Kate Manning Hi Lynn,
Well thanks so much for these kind words. Your own project sounds fascinating! Let's see--there's a list of the books I used for research in the acknowledgments section of My Notorious Life (the "Clinical Lectures" was the most important and you can find it at Project Gutenberg online. I have lost track of the links to other sites that helped me. But in my travels I have discovered the marvelous Dittrick Museum of Medical History in Cleveland. Check out their website and give them a call and I'm sure they'll steer you in the right direction. Good luck and all best, Kate
Kate Manning How very kind of you to send me this message, it's wind in my sails on a day of struggling over a page and a paragraph. I'm so glad you liked My Notorious Life. Christina Baker Kline and I had a good time talking about the Orphan Train era and the astonishing history of the 1850s at that wonderful Tenement Museum. If you're in NY I recommend a visit. Since I don't have to include a question mark, I'll put in an exclamation point: Thank you Ellie Barrett!
Kate Manning For a new novel, I'm working on channeling and shaping a voice from the past that's not the same voice from the past that came to me in my last novel. It's a challenge. Luckily, the story's set in a different era, and this is a different character altogether, with a different temperament, vocabulary, and origin, and so the possibilties for a distinctive narrative vernacular are rich, and, as always with a new project, a little scary. But if it weren't a little scary, I wouldn't be interested in keeping at it.
Kate Manning My Notorious Life was inspired by an 1890s photograph of a fierce-eyed little girl, a street waif holding an infant. I started to make up a story about her, imagining her as an Irish immigrant, one of the 30,000 homeless kids that lived on NY streets in the 1800's. This led me to stories of the Orphan Trains, and the plot of the novel followed from this fascinating but little-known history.

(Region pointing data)
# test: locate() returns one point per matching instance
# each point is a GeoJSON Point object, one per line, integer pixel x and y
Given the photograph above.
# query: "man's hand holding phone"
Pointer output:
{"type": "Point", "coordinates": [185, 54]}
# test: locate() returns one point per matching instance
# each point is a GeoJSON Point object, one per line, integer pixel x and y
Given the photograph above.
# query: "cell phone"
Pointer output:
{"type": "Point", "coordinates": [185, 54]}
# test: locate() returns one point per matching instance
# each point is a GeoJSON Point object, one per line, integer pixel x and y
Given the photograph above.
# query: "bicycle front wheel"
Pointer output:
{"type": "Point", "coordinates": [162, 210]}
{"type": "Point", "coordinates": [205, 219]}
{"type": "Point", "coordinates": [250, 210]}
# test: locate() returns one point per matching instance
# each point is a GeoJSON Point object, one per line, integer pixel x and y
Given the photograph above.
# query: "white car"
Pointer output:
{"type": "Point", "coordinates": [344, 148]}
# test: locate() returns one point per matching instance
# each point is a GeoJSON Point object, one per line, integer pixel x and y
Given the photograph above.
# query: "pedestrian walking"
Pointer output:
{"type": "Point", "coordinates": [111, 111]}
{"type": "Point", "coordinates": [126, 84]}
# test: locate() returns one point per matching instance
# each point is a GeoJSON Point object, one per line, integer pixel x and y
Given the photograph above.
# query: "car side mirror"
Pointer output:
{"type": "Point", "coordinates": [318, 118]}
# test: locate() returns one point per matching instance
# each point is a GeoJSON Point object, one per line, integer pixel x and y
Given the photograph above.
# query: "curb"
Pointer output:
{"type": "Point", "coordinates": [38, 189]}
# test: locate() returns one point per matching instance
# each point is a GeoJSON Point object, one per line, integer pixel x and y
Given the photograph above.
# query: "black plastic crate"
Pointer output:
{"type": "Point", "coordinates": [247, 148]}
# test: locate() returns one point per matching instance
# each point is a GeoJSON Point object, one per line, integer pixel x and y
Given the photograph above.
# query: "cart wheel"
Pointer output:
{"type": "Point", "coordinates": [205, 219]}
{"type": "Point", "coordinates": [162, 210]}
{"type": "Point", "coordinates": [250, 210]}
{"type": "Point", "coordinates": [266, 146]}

What this task involves: According to the excerpt about My Notorious Life, what inspired that novel?

Your solution: An 1890s photograph of a fierce-eyed little girl, a street waif holding an infant.